• [Dataset]
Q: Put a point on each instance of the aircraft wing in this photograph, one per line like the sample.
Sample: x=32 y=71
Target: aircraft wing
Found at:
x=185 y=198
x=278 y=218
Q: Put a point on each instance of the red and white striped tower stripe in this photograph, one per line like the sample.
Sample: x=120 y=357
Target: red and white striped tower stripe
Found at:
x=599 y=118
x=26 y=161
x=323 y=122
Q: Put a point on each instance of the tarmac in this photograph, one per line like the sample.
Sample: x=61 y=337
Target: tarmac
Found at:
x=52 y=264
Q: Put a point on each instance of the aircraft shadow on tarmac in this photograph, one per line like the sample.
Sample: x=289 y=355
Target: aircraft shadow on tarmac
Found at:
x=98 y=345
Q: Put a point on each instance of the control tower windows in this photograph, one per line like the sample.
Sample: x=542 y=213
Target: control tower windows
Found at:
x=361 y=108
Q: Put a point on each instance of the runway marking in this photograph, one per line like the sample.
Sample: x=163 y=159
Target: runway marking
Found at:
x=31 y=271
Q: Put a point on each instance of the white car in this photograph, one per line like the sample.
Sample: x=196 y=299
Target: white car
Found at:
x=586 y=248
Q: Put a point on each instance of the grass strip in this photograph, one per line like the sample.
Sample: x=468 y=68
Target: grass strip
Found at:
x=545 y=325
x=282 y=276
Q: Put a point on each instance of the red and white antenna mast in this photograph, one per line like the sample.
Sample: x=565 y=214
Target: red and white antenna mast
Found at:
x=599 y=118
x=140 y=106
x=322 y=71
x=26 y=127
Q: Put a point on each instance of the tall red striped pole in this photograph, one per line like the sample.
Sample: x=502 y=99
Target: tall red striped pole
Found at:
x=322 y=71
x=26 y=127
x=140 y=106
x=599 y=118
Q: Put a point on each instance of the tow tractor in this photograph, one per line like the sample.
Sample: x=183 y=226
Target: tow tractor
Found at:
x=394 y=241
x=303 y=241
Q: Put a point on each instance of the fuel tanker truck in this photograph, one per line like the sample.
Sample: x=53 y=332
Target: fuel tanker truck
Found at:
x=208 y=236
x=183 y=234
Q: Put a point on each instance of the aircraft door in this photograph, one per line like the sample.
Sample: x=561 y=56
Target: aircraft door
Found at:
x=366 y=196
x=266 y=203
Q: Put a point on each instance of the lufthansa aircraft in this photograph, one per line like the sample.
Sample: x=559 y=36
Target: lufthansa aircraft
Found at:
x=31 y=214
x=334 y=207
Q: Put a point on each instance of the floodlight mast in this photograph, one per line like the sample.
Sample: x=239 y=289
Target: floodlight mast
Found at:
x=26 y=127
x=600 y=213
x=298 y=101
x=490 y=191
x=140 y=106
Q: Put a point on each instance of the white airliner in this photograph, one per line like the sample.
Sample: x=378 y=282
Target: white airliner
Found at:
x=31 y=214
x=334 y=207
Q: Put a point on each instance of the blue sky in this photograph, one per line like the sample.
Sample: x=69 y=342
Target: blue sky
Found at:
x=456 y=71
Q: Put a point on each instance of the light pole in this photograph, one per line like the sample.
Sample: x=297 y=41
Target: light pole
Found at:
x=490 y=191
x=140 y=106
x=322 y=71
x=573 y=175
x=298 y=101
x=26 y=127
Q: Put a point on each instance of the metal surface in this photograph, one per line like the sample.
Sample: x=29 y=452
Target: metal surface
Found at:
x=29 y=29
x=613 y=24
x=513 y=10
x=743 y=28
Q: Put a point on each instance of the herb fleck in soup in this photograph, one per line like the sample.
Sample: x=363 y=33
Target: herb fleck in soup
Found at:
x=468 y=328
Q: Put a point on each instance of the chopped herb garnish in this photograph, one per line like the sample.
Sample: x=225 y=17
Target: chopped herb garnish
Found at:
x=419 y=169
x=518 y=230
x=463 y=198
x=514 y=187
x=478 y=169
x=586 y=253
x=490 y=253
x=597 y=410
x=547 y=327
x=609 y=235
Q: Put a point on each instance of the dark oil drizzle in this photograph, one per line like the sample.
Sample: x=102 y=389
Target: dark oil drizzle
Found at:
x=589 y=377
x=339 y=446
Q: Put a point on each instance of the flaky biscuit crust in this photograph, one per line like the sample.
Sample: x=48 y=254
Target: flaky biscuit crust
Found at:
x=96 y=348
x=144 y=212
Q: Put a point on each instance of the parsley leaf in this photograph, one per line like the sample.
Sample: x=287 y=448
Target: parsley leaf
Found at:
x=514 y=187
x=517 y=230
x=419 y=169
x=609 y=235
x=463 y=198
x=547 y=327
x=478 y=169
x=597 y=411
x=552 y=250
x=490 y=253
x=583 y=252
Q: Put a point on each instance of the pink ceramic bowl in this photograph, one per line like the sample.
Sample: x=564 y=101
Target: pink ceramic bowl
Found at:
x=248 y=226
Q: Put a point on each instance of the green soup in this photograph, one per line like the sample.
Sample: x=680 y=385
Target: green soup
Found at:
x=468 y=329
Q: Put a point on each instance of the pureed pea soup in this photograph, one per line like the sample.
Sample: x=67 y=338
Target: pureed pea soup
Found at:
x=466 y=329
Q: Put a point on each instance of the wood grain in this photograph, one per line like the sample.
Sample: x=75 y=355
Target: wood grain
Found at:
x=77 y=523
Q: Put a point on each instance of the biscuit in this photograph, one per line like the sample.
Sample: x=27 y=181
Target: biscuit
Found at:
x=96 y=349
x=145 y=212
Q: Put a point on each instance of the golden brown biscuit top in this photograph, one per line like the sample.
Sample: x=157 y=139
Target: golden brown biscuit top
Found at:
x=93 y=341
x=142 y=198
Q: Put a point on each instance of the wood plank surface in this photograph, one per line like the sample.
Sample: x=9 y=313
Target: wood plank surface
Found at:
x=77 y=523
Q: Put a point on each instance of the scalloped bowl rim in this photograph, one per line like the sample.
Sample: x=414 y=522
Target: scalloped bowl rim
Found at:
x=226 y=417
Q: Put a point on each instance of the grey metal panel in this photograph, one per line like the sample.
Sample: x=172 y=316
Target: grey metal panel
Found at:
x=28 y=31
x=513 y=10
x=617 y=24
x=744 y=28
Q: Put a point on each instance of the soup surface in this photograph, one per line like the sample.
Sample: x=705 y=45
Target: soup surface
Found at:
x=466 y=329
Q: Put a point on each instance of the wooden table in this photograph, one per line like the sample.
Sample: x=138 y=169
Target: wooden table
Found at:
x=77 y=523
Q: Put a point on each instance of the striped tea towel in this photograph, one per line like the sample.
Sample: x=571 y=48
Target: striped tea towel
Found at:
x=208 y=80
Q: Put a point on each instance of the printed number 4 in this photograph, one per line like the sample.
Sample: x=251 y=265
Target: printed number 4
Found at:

• [Brief] Copy out all of the data above line for line, with every character unchanged.

• [Exercise result]
Q: Put a point on each instance of the aircraft wing in this photograph, one per line like the sample.
Sample: x=32 y=71
Target: aircraft wing
Found at:
x=185 y=198
x=278 y=218
Q: Put a point on each instance of the red and white striped tower stripe in this photograph, one per line like the sample.
Sample: x=120 y=357
Target: red and white striped tower stripe
Found at:
x=599 y=118
x=26 y=161
x=323 y=122
Q: Put a point on each instance of the tarmac in this photograph, one per line like the sample.
Sample: x=61 y=337
Target: tarmac
Found at:
x=52 y=264
Q: Put a point on each instance of the aircraft shadow on tarmac in this photograph, one per line like the sample.
Sample: x=289 y=355
Target: aircraft shadow on tarmac
Found at:
x=98 y=345
Q: Put a point on each instance of the control tower windows in this photograph, one per line like the sample.
Sample: x=542 y=213
Target: control tower windows
Found at:
x=361 y=108
Q: Put a point on each instance of the runway marking in this photograph, one per line like the sample.
Sample: x=163 y=159
Target: runway marking
Found at:
x=31 y=271
Q: Put a point on each instance of the white car in this photograph, one per line like the sample.
Sample: x=196 y=299
Target: white car
Found at:
x=586 y=248
Q: Put a point on each instance of the grass strip in this photograph, one per line like the sample.
Sample: x=468 y=68
Target: grass strip
Found at:
x=545 y=325
x=282 y=276
Q: Put a point on each instance of the red and white antenna mast in this photograph, one per line like the sample.
Sample: x=565 y=214
Target: red and white antenna mast
Found at:
x=599 y=118
x=140 y=106
x=322 y=71
x=26 y=127
Q: Put a point on each instance of the tall red striped pole in this photograph, one per line like the sample.
Sample: x=502 y=99
Target: tall red striped pole
Found at:
x=322 y=71
x=26 y=127
x=140 y=106
x=599 y=118
Q: Put a point on each instance of the tow tractor in this photograph, one per line like the sample.
Sample: x=183 y=226
Target: tow tractor
Found at:
x=394 y=241
x=303 y=241
Q: Put a point on each instance of the fuel tanker truck in this photograph, one per line like the sample.
Sample: x=53 y=332
Target: fuel tanker truck
Found at:
x=208 y=236
x=183 y=234
Q: Put a point on each instance of the aircraft door in this photograph, one per line like the sample.
Sample: x=561 y=56
Target: aircraft door
Found at:
x=366 y=196
x=266 y=203
Q: Put a point on each instance of the lufthansa aircraft in this photograph, one per line like the sample.
Sample: x=559 y=36
Target: lufthansa aircraft
Found at:
x=31 y=214
x=334 y=207
Q: Put a point on each instance of the floodlight mast in this photograph, one per line like the sample.
Sample: x=239 y=289
Target: floodlight mast
Found at:
x=26 y=127
x=600 y=213
x=298 y=101
x=490 y=191
x=140 y=106
Q: Put a point on each instance of the white airliner in this photograph, one per line like the sample.
Sample: x=378 y=282
Target: white airliner
Found at:
x=31 y=214
x=334 y=207
Q: Put a point on each instance of the blue sky in this photograph, one per line like the sample.
Sample: x=69 y=342
Target: blue sky
Found at:
x=456 y=71
Q: Put a point on each instance of the light pole in this photograph, one per line like the sample.
Sample: x=297 y=41
Target: light pole
Found at:
x=490 y=191
x=140 y=106
x=322 y=71
x=573 y=175
x=298 y=101
x=26 y=127
Q: Put a point on each instance of the metal surface in this photograph, one per line like the sample.
Sample: x=29 y=452
Target: metal surface
Found at:
x=29 y=29
x=613 y=24
x=513 y=10
x=743 y=28
Q: Put a point on each instance of the herb fleck in soup in this photograph, one per line like the sample.
Sample: x=363 y=33
Target: herb fleck in soup
Found at:
x=468 y=328
Q: Put a point on each instance of the chopped herb garnish in this photograph, one per line like the sample.
Sample: x=225 y=17
Target: chopped herb garnish
Found at:
x=419 y=169
x=518 y=230
x=463 y=198
x=514 y=187
x=478 y=169
x=586 y=253
x=490 y=253
x=597 y=410
x=547 y=327
x=609 y=235
Q: Put a point on each instance of the dark oil drizzle in this photograph, one per line like the sample.
Sample: x=102 y=389
Target: dark oil drizzle
Found at:
x=589 y=377
x=339 y=446
Q: Put a point on each instance of the flaky biscuit crust in this photograph, one per line like the sample.
Sample: x=48 y=254
Target: flaky biscuit crust
Found at:
x=96 y=348
x=144 y=212
Q: Put a point on each instance of the parsley leaf in this photograph, one per line like the sample.
Sample: x=287 y=448
Target: parsley leaf
Found at:
x=514 y=187
x=517 y=230
x=419 y=169
x=609 y=235
x=463 y=198
x=547 y=327
x=478 y=169
x=597 y=411
x=552 y=250
x=490 y=253
x=583 y=252
Q: Put a point on each instance of the pink ceramic bowl in this photograph, one per line like the sample.
Sample: x=564 y=101
Target: pink ceramic bowl
Found at:
x=248 y=226
Q: Put a point on each instance of the green soup in this photograph, one per line like the sample.
Sample: x=680 y=385
Target: green soup
Found at:
x=468 y=329
Q: Put a point on each instance of the pureed pea soup in this photograph, one per line like the sample.
Sample: x=67 y=338
Target: pureed pea soup
Found at:
x=466 y=329
Q: Put a point on each instance of the wood grain in this photograph, one per line like the sample.
Sample: x=75 y=355
Target: wood grain
Found at:
x=77 y=523
Q: Put a point on each instance of the biscuit in this photograph, one per line like the sample.
Sample: x=27 y=181
Target: biscuit
Found at:
x=96 y=349
x=145 y=212
Q: Put a point on each instance of the golden brown biscuit top in this photograph, one per line like the sample.
Sample: x=157 y=139
Target: golden brown biscuit top
Found at:
x=93 y=341
x=142 y=198
Q: Put a point on each instance of the wood plank surface in this photograph, one per line like the sample.
Sample: x=9 y=313
Target: wood plank surface
Found at:
x=77 y=523
Q: Put a point on each instance of the scalloped bowl rim in this photograph, one per line like the sample.
Sample: x=414 y=522
Target: scalloped bowl rim
Found at:
x=226 y=417
Q: Put a point on each instance of the grey metal panel in this photograph, one per line like the sample.
Sample: x=172 y=316
Target: grey metal panel
Found at:
x=28 y=31
x=513 y=10
x=617 y=24
x=744 y=28
Q: Put a point on each instance of the soup surface in this photograph, one per line like the sample.
Sample: x=705 y=45
Target: soup surface
Found at:
x=466 y=329
Q: Put a point on each instance of the wooden table in this photograph, one per line like the sample.
Sample: x=138 y=169
Target: wooden table
Found at:
x=77 y=523
Q: Put a point on each instance of the striped tea towel in this photograph, one per line like the sample.
Sample: x=571 y=48
Target: striped tea towel
Found at:
x=208 y=80
Q: Put a point on each instance of the printed number 4 in this photograph, one per line like the sample.
Sample: x=251 y=265
Target: printed number 4
Found at:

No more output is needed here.